:: Information provided ::

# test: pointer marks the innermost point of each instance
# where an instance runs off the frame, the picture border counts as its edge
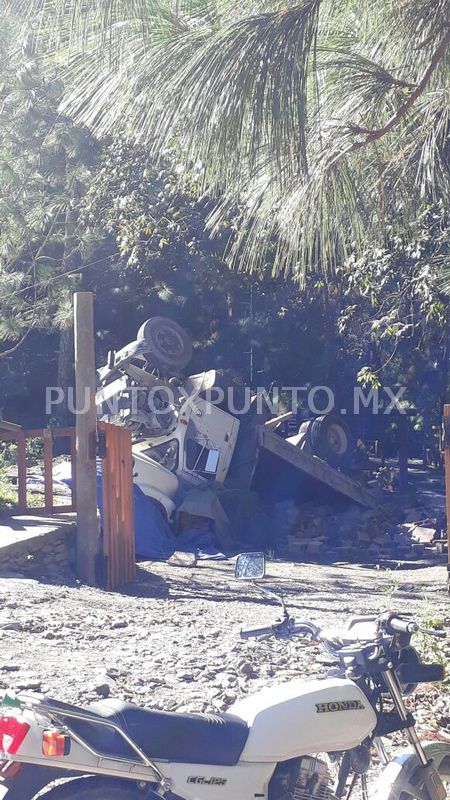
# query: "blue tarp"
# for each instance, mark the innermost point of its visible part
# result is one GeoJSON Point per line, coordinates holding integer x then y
{"type": "Point", "coordinates": [153, 536]}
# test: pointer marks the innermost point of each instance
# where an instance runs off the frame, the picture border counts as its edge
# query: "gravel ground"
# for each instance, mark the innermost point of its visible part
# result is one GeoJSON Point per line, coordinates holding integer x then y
{"type": "Point", "coordinates": [171, 641]}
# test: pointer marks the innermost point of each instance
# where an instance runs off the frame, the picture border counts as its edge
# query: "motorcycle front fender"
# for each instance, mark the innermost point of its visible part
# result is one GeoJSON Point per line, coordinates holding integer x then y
{"type": "Point", "coordinates": [404, 770]}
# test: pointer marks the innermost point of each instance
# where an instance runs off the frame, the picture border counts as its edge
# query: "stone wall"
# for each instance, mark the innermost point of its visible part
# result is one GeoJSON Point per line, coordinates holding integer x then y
{"type": "Point", "coordinates": [49, 555]}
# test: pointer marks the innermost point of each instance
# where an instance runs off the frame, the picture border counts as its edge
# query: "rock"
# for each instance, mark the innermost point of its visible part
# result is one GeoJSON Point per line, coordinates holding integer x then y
{"type": "Point", "coordinates": [11, 626]}
{"type": "Point", "coordinates": [103, 690]}
{"type": "Point", "coordinates": [180, 559]}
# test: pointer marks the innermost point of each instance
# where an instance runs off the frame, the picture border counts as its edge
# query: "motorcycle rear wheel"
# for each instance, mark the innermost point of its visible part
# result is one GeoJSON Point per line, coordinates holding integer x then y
{"type": "Point", "coordinates": [409, 784]}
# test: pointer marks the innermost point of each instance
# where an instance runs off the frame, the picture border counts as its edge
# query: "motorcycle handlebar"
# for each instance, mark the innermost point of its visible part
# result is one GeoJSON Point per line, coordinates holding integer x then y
{"type": "Point", "coordinates": [248, 634]}
{"type": "Point", "coordinates": [399, 625]}
{"type": "Point", "coordinates": [287, 627]}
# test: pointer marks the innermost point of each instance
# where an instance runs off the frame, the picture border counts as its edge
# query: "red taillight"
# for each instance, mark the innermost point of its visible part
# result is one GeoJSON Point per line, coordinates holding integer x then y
{"type": "Point", "coordinates": [55, 743]}
{"type": "Point", "coordinates": [9, 769]}
{"type": "Point", "coordinates": [12, 734]}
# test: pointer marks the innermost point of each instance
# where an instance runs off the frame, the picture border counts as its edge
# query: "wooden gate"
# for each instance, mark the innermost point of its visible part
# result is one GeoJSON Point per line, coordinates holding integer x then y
{"type": "Point", "coordinates": [118, 511]}
{"type": "Point", "coordinates": [48, 435]}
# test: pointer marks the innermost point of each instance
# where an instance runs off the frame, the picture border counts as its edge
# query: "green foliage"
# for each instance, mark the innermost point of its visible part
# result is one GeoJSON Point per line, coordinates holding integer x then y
{"type": "Point", "coordinates": [319, 124]}
{"type": "Point", "coordinates": [45, 164]}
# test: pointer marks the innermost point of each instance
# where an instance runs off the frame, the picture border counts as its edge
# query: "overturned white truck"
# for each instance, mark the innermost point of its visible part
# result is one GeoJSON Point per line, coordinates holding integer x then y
{"type": "Point", "coordinates": [189, 441]}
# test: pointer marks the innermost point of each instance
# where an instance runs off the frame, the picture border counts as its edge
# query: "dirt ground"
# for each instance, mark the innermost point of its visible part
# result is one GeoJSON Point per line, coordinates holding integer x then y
{"type": "Point", "coordinates": [171, 641]}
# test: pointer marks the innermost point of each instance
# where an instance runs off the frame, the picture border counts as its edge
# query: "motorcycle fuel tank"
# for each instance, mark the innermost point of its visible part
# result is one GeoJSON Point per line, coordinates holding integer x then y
{"type": "Point", "coordinates": [304, 717]}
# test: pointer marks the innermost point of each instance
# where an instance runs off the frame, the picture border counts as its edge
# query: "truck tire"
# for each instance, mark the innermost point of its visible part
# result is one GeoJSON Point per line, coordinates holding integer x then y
{"type": "Point", "coordinates": [169, 346]}
{"type": "Point", "coordinates": [330, 438]}
{"type": "Point", "coordinates": [95, 788]}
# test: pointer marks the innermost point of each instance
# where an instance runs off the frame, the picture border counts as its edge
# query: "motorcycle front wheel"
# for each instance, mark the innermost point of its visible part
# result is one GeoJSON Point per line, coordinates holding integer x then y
{"type": "Point", "coordinates": [404, 780]}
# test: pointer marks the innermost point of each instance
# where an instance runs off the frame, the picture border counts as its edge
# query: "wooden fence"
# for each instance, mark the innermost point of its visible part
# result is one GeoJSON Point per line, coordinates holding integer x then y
{"type": "Point", "coordinates": [20, 437]}
{"type": "Point", "coordinates": [118, 508]}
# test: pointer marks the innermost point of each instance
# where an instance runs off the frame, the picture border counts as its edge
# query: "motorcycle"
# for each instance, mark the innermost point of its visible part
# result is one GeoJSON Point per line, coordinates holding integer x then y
{"type": "Point", "coordinates": [310, 739]}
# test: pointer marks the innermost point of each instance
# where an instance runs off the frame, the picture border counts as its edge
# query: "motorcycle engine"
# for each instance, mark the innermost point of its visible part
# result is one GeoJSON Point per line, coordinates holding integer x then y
{"type": "Point", "coordinates": [306, 778]}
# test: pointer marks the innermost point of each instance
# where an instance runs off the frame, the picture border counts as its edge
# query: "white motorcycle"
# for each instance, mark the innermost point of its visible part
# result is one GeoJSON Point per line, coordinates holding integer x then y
{"type": "Point", "coordinates": [301, 740]}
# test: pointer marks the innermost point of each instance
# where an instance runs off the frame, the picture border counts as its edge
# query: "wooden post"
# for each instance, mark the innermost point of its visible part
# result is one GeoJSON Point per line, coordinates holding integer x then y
{"type": "Point", "coordinates": [402, 452]}
{"type": "Point", "coordinates": [446, 443]}
{"type": "Point", "coordinates": [86, 428]}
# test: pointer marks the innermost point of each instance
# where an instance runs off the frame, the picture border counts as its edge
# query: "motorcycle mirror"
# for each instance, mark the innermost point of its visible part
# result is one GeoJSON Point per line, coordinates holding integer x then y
{"type": "Point", "coordinates": [250, 566]}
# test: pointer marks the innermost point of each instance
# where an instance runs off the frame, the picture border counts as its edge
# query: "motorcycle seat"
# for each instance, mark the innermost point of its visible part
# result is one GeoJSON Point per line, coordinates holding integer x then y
{"type": "Point", "coordinates": [163, 736]}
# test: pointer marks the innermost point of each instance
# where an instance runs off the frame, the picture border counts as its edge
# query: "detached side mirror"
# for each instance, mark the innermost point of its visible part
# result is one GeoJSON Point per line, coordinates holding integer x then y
{"type": "Point", "coordinates": [250, 566]}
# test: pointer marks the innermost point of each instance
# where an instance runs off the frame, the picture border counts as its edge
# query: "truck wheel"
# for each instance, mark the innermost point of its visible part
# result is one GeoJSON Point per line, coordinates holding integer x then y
{"type": "Point", "coordinates": [94, 788]}
{"type": "Point", "coordinates": [169, 346]}
{"type": "Point", "coordinates": [330, 438]}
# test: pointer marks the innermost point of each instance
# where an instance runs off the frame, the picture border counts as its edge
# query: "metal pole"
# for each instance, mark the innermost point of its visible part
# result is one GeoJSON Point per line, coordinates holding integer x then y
{"type": "Point", "coordinates": [86, 428]}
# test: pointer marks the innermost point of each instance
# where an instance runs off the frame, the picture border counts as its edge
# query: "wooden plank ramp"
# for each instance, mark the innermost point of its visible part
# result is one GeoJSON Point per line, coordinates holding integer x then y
{"type": "Point", "coordinates": [315, 468]}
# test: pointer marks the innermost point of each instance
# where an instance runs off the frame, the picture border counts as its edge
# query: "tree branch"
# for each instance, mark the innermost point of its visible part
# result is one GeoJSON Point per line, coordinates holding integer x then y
{"type": "Point", "coordinates": [378, 133]}
{"type": "Point", "coordinates": [17, 345]}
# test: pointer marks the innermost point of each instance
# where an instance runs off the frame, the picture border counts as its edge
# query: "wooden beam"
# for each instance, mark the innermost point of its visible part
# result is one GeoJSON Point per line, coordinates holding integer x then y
{"type": "Point", "coordinates": [86, 429]}
{"type": "Point", "coordinates": [446, 443]}
{"type": "Point", "coordinates": [316, 468]}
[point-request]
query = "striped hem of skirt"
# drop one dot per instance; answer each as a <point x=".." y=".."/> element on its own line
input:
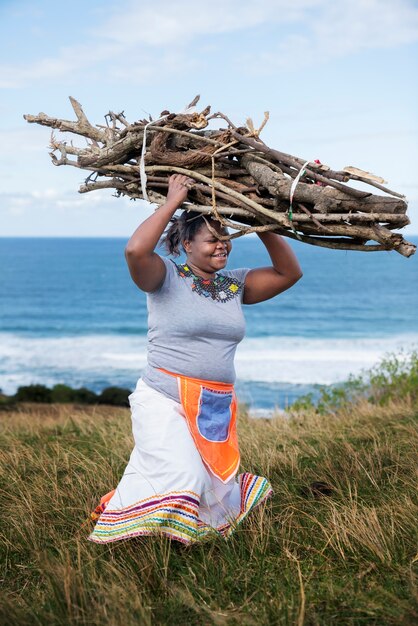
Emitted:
<point x="176" y="515"/>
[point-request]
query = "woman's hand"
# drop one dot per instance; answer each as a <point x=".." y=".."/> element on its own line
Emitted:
<point x="178" y="186"/>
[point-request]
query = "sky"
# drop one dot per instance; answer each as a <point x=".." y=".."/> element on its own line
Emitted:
<point x="338" y="79"/>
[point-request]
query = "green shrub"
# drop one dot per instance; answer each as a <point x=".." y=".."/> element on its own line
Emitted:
<point x="394" y="377"/>
<point x="84" y="396"/>
<point x="33" y="393"/>
<point x="62" y="393"/>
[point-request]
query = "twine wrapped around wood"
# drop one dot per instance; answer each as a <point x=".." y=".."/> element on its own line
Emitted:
<point x="238" y="179"/>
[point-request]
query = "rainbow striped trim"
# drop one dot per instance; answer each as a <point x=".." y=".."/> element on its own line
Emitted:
<point x="176" y="515"/>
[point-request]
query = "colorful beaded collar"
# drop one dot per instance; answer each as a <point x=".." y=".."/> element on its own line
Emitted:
<point x="221" y="288"/>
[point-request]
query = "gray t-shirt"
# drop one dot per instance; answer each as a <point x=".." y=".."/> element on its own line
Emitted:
<point x="191" y="334"/>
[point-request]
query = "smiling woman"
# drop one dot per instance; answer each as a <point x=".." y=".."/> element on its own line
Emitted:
<point x="181" y="477"/>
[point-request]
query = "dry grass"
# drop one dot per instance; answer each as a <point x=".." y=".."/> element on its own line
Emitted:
<point x="303" y="559"/>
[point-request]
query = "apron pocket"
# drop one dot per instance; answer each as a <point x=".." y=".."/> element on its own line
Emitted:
<point x="214" y="414"/>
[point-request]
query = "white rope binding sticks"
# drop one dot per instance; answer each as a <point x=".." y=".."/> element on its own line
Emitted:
<point x="142" y="172"/>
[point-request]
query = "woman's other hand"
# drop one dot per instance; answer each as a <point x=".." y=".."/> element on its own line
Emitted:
<point x="178" y="187"/>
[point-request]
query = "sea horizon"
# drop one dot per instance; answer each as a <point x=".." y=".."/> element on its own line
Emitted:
<point x="71" y="314"/>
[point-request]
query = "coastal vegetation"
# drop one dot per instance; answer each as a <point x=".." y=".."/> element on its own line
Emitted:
<point x="336" y="544"/>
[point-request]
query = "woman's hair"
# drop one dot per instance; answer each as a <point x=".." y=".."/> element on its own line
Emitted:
<point x="183" y="228"/>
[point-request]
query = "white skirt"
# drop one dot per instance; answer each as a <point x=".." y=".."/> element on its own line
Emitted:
<point x="166" y="488"/>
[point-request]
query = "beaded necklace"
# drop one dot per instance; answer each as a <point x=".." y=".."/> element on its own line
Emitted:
<point x="221" y="288"/>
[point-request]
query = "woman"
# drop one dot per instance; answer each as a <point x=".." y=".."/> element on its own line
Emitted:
<point x="180" y="479"/>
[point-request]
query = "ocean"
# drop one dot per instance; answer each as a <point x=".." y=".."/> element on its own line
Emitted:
<point x="70" y="313"/>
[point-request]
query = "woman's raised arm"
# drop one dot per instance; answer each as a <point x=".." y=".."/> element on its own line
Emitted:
<point x="264" y="283"/>
<point x="145" y="266"/>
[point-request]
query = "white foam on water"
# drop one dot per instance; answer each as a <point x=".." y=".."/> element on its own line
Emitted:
<point x="294" y="360"/>
<point x="299" y="360"/>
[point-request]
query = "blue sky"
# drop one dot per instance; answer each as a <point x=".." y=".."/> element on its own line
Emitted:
<point x="338" y="78"/>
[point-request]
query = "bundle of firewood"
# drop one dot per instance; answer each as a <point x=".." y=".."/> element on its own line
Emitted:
<point x="238" y="179"/>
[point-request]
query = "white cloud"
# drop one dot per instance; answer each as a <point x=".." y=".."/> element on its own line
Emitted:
<point x="339" y="29"/>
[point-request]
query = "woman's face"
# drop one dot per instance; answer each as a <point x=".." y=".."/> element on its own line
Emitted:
<point x="206" y="252"/>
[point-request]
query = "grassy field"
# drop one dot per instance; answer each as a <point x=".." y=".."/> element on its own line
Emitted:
<point x="304" y="558"/>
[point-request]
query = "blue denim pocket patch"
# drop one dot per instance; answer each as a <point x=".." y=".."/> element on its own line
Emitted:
<point x="214" y="414"/>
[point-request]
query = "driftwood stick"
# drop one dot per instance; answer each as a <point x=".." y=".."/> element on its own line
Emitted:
<point x="281" y="156"/>
<point x="252" y="206"/>
<point x="81" y="127"/>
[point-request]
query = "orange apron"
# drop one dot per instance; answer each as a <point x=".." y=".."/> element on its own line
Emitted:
<point x="211" y="412"/>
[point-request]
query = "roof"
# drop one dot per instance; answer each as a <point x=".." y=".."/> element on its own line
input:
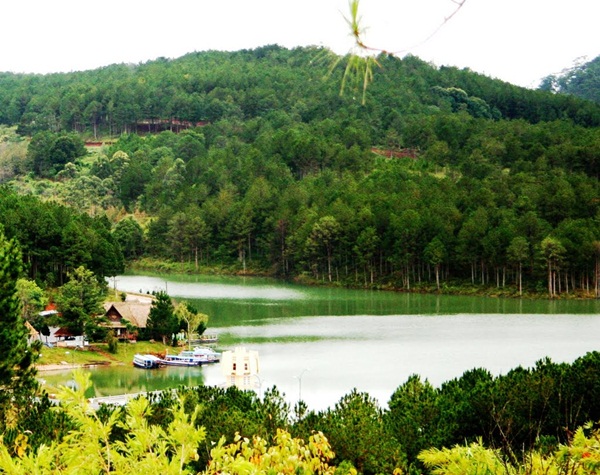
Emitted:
<point x="135" y="313"/>
<point x="63" y="332"/>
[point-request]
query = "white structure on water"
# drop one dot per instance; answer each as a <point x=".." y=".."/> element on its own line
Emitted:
<point x="240" y="368"/>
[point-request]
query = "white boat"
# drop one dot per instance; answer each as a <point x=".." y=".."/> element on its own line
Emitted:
<point x="147" y="361"/>
<point x="208" y="355"/>
<point x="182" y="360"/>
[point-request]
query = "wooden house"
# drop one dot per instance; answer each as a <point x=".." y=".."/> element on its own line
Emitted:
<point x="125" y="318"/>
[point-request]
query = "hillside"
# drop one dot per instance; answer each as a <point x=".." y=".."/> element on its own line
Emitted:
<point x="582" y="81"/>
<point x="253" y="161"/>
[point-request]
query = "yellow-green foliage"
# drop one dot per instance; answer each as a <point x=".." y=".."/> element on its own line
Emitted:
<point x="580" y="457"/>
<point x="149" y="449"/>
<point x="288" y="455"/>
<point x="89" y="449"/>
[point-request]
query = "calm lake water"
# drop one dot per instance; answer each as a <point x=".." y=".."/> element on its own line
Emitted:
<point x="319" y="343"/>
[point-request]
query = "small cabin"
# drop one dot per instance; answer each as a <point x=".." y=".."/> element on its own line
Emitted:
<point x="240" y="368"/>
<point x="122" y="316"/>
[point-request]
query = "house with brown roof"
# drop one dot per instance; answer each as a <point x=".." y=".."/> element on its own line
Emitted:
<point x="125" y="318"/>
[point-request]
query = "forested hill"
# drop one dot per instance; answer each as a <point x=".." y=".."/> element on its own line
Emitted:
<point x="211" y="86"/>
<point x="253" y="160"/>
<point x="581" y="81"/>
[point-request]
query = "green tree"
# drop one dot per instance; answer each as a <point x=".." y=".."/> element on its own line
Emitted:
<point x="33" y="301"/>
<point x="79" y="302"/>
<point x="130" y="236"/>
<point x="518" y="252"/>
<point x="552" y="252"/>
<point x="17" y="372"/>
<point x="435" y="253"/>
<point x="195" y="321"/>
<point x="374" y="451"/>
<point x="162" y="321"/>
<point x="322" y="240"/>
<point x="413" y="416"/>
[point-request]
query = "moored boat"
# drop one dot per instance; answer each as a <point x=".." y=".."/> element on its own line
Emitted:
<point x="147" y="361"/>
<point x="208" y="355"/>
<point x="181" y="360"/>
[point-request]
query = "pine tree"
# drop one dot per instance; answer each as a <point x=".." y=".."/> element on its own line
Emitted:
<point x="17" y="372"/>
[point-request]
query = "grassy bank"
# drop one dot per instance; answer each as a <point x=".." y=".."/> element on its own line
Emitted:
<point x="97" y="354"/>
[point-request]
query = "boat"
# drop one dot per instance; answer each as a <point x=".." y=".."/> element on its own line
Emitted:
<point x="182" y="360"/>
<point x="208" y="355"/>
<point x="147" y="361"/>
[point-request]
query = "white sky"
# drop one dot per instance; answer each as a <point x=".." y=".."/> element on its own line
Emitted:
<point x="519" y="41"/>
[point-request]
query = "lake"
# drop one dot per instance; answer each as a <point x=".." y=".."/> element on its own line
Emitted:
<point x="319" y="343"/>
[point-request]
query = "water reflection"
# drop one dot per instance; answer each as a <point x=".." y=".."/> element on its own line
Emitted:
<point x="125" y="379"/>
<point x="371" y="341"/>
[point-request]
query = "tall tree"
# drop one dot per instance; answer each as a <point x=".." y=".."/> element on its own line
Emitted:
<point x="17" y="373"/>
<point x="162" y="321"/>
<point x="80" y="301"/>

:::

Show each line of the rows above that contains the string "house", matching case exactly.

query = "wooden house"
query = "house with brown roof"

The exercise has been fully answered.